Rewrite the data below, putting "Locate each" in place of every "Ground every" and changing nothing else. Leave the pictures out of your answer.

→ **Data shown**:
begin

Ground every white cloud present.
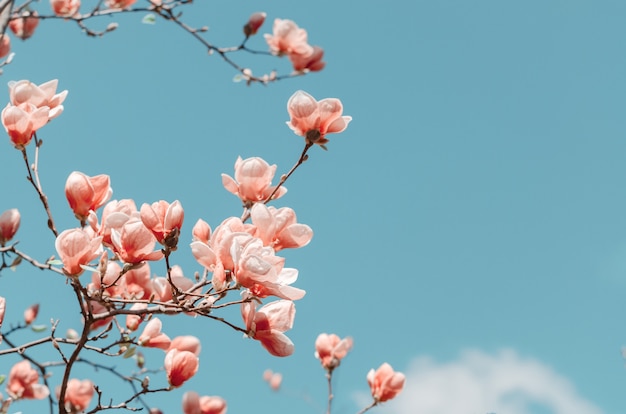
[359,350,602,414]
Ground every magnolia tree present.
[0,0,404,414]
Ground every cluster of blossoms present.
[0,75,404,414]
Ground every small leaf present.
[30,325,48,332]
[141,13,156,24]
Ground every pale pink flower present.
[250,203,313,252]
[191,219,211,244]
[50,0,80,17]
[1,103,50,149]
[106,0,137,9]
[9,79,67,115]
[57,378,94,413]
[24,303,39,325]
[9,10,39,40]
[241,300,296,357]
[315,333,352,371]
[0,208,20,246]
[55,229,102,276]
[65,171,113,221]
[287,91,352,145]
[289,46,326,72]
[0,34,11,58]
[164,349,200,387]
[137,318,172,351]
[183,391,226,414]
[263,369,283,391]
[367,362,405,402]
[168,335,202,356]
[7,360,50,400]
[140,200,185,247]
[265,19,313,56]
[111,218,163,264]
[243,12,267,37]
[222,157,287,206]
[231,236,306,300]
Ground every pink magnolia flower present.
[287,91,352,145]
[1,103,50,149]
[57,378,94,413]
[50,0,80,17]
[367,362,405,402]
[137,318,172,351]
[140,200,185,247]
[265,19,313,56]
[106,0,137,9]
[191,219,211,244]
[315,333,352,371]
[222,157,287,206]
[231,235,306,300]
[164,349,200,387]
[9,79,67,119]
[24,303,39,325]
[0,35,11,58]
[243,12,267,37]
[9,10,39,40]
[55,229,102,276]
[65,171,113,221]
[263,369,283,391]
[0,208,20,246]
[111,218,163,264]
[241,300,296,357]
[250,203,313,252]
[183,391,226,414]
[7,360,50,400]
[289,46,326,72]
[168,335,202,356]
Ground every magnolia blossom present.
[243,12,267,37]
[1,103,50,149]
[50,0,80,17]
[111,218,163,264]
[183,391,226,414]
[163,349,200,387]
[222,157,287,205]
[265,19,313,56]
[367,362,405,402]
[315,333,352,371]
[55,229,102,276]
[0,208,20,246]
[9,79,67,119]
[287,91,352,145]
[241,300,296,357]
[0,34,11,58]
[65,171,113,221]
[231,235,306,300]
[106,0,137,9]
[289,46,326,72]
[140,200,185,247]
[9,10,39,40]
[7,360,50,400]
[168,335,202,356]
[24,303,39,325]
[250,203,313,252]
[57,378,94,413]
[137,318,172,351]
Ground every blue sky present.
[0,0,626,414]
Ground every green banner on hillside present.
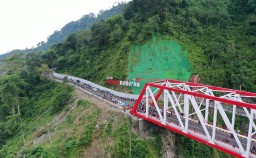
[128,37,192,94]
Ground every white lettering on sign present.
[120,81,140,87]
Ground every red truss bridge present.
[130,79,256,158]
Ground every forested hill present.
[0,0,256,158]
[0,2,126,59]
[39,0,256,91]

end

→ **Worked answer**:
Locate each white cloud present.
[359,350,602,414]
Locate each magnolia tree present.
[0,0,404,414]
Locate each cluster of blossoms present.
[0,75,404,414]
Locate each small leaf present.
[30,325,48,332]
[141,13,156,24]
Locate each pale pink flower present.
[250,203,313,252]
[191,219,211,244]
[50,0,80,17]
[1,103,50,149]
[106,0,137,9]
[9,79,67,115]
[57,378,94,413]
[24,303,39,325]
[9,10,39,40]
[241,300,296,357]
[315,333,352,371]
[0,208,20,246]
[55,229,102,276]
[65,171,113,221]
[287,91,352,145]
[289,46,326,72]
[0,34,11,58]
[164,349,200,387]
[137,318,172,351]
[183,391,226,414]
[263,369,283,391]
[367,362,405,402]
[168,335,202,356]
[7,360,50,400]
[140,200,185,247]
[265,19,313,56]
[111,218,163,264]
[243,12,267,37]
[222,157,287,206]
[231,236,306,300]
Locate each pink magnolia flower present.
[287,91,352,145]
[1,103,50,149]
[57,378,94,413]
[50,0,80,17]
[367,362,405,402]
[137,318,172,351]
[140,200,185,247]
[265,19,313,56]
[106,0,137,9]
[191,219,211,244]
[315,333,352,371]
[222,157,287,206]
[231,235,306,300]
[164,349,200,387]
[9,79,67,119]
[24,303,39,325]
[0,35,11,58]
[243,12,267,37]
[9,10,39,40]
[55,229,102,276]
[65,171,113,221]
[263,369,283,391]
[0,208,20,246]
[111,218,163,264]
[241,300,296,357]
[250,203,313,252]
[183,391,226,414]
[7,360,50,400]
[289,46,326,72]
[168,335,202,356]
Locate each magnolia blossom present.
[243,12,267,37]
[1,103,50,149]
[50,0,80,17]
[111,218,163,264]
[183,391,226,414]
[163,349,200,387]
[222,157,287,205]
[265,19,313,56]
[367,362,405,402]
[315,333,352,371]
[55,229,102,276]
[0,208,20,246]
[9,79,67,119]
[287,91,352,145]
[241,300,296,357]
[0,34,11,58]
[65,171,113,221]
[231,235,306,300]
[106,0,137,9]
[289,46,326,72]
[140,200,185,247]
[9,10,39,40]
[7,360,50,400]
[168,335,202,356]
[24,303,39,325]
[250,203,313,252]
[57,378,94,413]
[137,318,172,351]
Locate each blue sky present.
[0,0,626,414]
Locate each green banner on hillside present.
[128,37,192,94]
Locate each white lettering on sign present.
[120,81,140,87]
Locate each red truss bridge present.
[130,79,256,158]
Locate each forested hill present.
[0,0,256,158]
[0,2,126,59]
[39,0,256,91]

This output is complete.